* [To be done]
1. In the passage on the Sanjay Gandhi National Park trail, translate this sentence into Spanish: "A pair of these beautiful birds regaled us with their nimble flying and their fresh plumage."
2. Resume the account of the morning birding trail in Sanjay Gandhi National Park, writing one further paragraph that follows on from its final line.

━━━ Selected text ━━━

All Pictures Courtesy Saurabh Sawant
In the midst of our burgeoning, cosmopolitan, chameleon like city like lies another city, an island within an island, Sanjay Gandhi National Park is one of a kind national park, unique in the fact that it is surrounded on all sides by an extremely populated city like Mumbai, which threatens any day to break its boundaries and spill over into this one last bastion for the voiceless.
Today we saw the indifference in the heart of man for this park whose worth is beyond money and beauty beyond words. Saurabh Sawant and I visited the Nagla Block on 15th, for an early morning trail. Reaching by 8:00 a.m. we began birding in the pale gold of early morning sunshine. At the very start Nagla is quite dry, teak & dalbergia trees dominate the scene, teak's dry leathery leaves cover the forest floor in a carpet of brown and yellow. As you start walking in the flora changes, green peeks out from amongst the browns and the yellows. Also to add colour to the drab one can see a splattering of red in the form of “Kusum” trees. In their newfound glory these trees are a sight for sore eyes. Their bright red leaves against the blue sky will make any artist run for his money or his brushes.
The trail was alive with bird calls and just upon entering we had wonderful views of Common Iora, Chestnut-shouldered Petronia, Sunbirds etc. A few meters of walking inside we heard the most melodious of calls of a White-rumped Shama. A pair of these beautiful birds regaled us with their nimble flying and their fresh plumage. The male kept showing off his rufescent belly and his snow white rump with just a few downy feathers peeking out from under his tail. A Banded Bay Cuckoo calling from deep within signalled the onset of summer.
Fire along the trail (Pic courtesy Saurabh Sawant)

━━━ Listed entries ━━━

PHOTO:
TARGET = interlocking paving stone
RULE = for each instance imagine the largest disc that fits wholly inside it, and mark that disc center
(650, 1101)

━━━
━━━ Listed entries ━━━

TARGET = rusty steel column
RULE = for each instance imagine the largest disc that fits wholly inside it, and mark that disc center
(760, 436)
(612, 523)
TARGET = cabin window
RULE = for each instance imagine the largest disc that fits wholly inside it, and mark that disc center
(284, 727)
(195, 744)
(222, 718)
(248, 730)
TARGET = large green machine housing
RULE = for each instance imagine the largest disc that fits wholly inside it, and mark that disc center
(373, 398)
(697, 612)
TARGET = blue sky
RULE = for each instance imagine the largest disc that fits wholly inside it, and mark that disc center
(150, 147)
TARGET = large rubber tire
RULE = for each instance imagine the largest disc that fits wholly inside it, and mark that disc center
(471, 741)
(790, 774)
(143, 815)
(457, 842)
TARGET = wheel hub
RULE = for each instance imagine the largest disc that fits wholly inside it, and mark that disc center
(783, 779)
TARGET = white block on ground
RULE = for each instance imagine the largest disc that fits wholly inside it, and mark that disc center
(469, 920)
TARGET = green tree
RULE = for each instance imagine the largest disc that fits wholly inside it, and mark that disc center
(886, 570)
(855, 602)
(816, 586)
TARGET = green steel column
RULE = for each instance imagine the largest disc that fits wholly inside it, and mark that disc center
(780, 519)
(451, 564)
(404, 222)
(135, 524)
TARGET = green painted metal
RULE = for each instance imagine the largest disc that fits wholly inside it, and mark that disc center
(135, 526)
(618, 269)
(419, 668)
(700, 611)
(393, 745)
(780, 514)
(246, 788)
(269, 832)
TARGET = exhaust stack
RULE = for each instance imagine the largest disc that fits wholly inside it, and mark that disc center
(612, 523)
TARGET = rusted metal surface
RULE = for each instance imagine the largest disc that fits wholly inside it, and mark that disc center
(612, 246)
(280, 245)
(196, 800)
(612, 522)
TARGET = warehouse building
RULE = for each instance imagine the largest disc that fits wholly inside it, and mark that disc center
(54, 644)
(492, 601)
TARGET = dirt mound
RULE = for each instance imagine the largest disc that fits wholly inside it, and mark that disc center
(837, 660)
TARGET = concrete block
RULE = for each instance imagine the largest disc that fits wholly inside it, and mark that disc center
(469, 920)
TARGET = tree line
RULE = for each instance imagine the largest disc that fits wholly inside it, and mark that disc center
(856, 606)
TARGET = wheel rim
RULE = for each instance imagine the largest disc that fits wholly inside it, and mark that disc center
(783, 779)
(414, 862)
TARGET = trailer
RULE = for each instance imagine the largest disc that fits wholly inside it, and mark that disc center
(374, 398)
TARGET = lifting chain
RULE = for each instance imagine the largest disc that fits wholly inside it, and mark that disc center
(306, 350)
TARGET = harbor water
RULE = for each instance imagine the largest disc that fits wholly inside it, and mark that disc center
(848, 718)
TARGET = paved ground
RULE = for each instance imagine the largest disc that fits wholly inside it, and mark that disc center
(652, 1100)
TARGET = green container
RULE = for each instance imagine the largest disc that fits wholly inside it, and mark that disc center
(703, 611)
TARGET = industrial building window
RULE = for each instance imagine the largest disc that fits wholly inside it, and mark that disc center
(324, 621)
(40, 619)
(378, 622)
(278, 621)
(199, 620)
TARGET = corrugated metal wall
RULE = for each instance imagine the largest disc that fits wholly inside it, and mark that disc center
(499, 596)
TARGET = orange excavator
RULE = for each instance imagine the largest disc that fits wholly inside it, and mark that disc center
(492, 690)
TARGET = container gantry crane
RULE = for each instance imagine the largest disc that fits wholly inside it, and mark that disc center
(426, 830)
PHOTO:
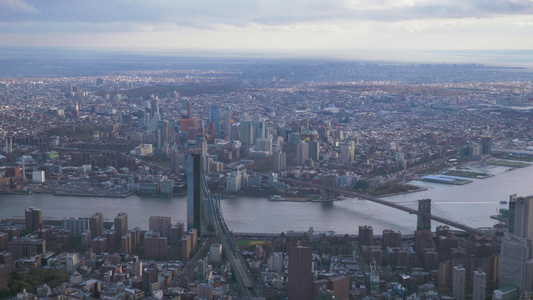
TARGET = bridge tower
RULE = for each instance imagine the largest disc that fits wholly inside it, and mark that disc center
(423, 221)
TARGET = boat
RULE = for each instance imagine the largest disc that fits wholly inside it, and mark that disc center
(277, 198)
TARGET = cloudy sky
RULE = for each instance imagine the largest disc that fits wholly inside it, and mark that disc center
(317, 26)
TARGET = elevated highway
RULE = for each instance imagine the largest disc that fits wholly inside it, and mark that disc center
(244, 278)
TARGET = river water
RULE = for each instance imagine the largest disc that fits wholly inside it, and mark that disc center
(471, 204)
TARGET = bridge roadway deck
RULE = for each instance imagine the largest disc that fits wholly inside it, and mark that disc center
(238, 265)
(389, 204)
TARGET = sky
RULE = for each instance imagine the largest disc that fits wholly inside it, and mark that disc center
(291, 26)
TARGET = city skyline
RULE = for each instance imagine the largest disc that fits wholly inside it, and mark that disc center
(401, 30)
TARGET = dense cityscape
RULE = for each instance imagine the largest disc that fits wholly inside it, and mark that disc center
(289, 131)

━━━
━━━ Listed entries ━━━

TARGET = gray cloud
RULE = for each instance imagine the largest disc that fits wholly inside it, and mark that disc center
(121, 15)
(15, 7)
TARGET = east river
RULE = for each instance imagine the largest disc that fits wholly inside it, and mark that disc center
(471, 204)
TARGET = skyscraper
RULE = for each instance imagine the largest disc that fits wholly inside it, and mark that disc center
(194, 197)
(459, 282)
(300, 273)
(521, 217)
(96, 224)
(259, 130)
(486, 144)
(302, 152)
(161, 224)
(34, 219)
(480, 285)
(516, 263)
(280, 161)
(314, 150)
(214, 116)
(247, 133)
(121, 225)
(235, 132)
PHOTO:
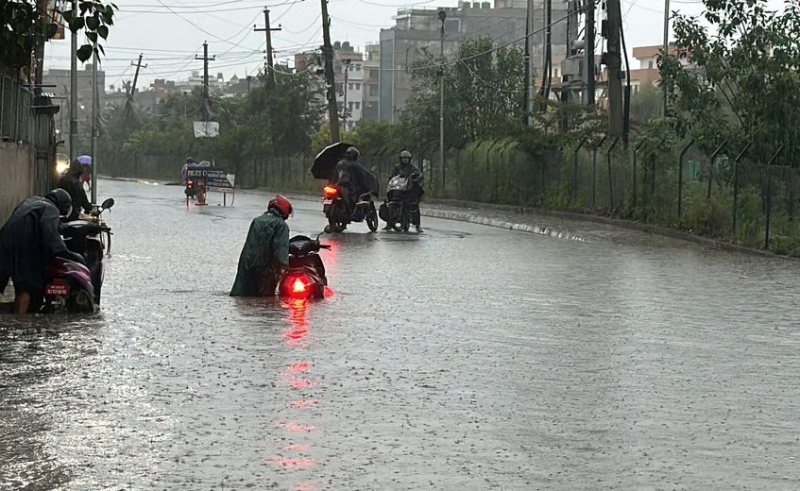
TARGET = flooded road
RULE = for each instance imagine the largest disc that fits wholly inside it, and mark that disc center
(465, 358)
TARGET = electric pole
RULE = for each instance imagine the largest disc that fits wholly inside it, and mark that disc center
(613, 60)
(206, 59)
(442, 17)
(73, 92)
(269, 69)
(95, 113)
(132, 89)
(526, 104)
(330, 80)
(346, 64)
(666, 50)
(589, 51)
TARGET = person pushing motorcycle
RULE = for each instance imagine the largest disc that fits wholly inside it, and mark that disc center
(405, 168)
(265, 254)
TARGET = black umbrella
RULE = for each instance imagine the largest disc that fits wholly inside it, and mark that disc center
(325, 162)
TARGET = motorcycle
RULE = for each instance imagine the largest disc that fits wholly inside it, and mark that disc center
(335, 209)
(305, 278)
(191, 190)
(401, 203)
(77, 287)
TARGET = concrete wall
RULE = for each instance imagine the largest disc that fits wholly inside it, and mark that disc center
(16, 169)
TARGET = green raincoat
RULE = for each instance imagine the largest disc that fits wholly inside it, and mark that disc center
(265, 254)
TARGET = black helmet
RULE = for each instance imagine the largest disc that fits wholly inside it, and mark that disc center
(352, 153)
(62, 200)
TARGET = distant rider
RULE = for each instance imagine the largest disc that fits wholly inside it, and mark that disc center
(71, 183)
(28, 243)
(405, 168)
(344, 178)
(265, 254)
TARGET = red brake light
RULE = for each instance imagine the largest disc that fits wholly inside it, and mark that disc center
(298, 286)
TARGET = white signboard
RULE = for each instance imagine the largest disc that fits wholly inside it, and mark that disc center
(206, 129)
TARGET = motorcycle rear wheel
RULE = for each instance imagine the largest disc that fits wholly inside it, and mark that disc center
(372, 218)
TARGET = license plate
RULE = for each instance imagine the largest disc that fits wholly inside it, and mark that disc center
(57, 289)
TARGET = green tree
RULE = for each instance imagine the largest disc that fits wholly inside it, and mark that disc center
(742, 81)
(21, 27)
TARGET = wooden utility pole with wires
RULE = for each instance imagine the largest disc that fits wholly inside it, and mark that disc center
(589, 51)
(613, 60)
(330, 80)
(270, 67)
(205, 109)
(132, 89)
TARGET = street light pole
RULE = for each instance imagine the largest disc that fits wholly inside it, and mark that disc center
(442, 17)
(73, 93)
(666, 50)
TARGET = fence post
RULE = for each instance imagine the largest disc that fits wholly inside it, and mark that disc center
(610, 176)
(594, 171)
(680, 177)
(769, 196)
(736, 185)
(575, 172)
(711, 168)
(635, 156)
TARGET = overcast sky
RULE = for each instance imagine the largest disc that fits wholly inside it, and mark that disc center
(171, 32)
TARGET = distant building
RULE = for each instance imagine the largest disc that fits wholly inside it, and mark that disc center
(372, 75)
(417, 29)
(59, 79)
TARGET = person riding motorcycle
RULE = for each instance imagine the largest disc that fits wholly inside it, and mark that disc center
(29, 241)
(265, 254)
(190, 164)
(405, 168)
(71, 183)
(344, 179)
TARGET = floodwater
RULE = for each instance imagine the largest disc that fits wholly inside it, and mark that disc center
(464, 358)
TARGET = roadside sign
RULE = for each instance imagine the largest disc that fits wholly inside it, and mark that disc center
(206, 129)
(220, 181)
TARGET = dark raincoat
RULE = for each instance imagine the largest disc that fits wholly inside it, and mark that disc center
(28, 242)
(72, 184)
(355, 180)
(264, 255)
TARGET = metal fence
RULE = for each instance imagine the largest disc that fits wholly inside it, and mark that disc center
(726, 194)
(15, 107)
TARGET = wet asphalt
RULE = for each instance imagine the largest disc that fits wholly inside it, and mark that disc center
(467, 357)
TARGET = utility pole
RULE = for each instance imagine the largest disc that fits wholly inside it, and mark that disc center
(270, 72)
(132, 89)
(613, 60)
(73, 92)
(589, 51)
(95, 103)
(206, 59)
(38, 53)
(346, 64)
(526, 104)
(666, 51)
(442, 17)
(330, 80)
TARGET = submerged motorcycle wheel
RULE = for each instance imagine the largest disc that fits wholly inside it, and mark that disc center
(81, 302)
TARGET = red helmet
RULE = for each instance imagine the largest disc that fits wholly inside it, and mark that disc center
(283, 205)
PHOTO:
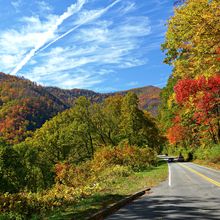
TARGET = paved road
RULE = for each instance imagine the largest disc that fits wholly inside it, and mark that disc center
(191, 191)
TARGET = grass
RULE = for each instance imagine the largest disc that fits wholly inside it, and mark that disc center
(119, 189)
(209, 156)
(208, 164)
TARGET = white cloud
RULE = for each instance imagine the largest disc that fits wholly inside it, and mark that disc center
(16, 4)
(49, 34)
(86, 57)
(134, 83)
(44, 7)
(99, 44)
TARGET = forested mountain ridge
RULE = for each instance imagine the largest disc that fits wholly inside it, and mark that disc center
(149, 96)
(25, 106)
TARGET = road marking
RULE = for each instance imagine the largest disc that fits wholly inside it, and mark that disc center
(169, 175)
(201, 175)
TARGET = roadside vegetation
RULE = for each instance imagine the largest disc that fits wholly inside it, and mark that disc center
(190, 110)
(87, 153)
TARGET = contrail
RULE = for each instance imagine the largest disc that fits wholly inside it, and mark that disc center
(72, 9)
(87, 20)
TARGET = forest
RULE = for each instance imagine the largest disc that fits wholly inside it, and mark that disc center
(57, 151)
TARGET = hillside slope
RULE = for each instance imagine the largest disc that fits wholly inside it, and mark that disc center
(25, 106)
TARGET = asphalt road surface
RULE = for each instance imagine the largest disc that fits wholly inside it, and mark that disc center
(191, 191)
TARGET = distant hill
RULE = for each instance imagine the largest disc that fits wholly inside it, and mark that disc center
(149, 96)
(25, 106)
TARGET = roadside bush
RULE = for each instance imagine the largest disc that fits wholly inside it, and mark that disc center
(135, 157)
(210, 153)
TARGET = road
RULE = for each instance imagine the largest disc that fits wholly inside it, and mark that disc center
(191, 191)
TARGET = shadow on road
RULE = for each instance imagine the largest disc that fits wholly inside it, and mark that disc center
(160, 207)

━━━

* [Responses for each task]
1. Una pareja de estas hermosas aves nos deleitó con su ágil vuelo y su plumaje fresco.

2.
Having enjoyed the Shama to our hearts content we walked further inside when we heard a snap of dry twigs being burnt on the right side of the trail. We thought it was perhaps a fire line, a controlled fire lit by the forest department to control the spread of a wildfire or forest fire. But there were no forest officials in sight and it dawned on us that this was a forest fire, spreading fast consuming the forest floor. Smoke and ash, the scene was disturbing and we felt utterly helpless with its magnitude. Finally we gathered our wits and first and foremost called up the forest department control room and notified them about the fire. We decided that it was up to us to do something to arrest the spreading fire. Gathering a couple of twigs we started to beat the fire and also removed dried leaves from the fires path so it would have less fuel to burn. Creating a fire line, working our way upwards for more than an hour, we managed to stop the fire from spreading further to the west. At the top of the steep slope we realised that the fire had already spread down the slope on the south side, the smoke billowing upwards showed us the extent of the fire.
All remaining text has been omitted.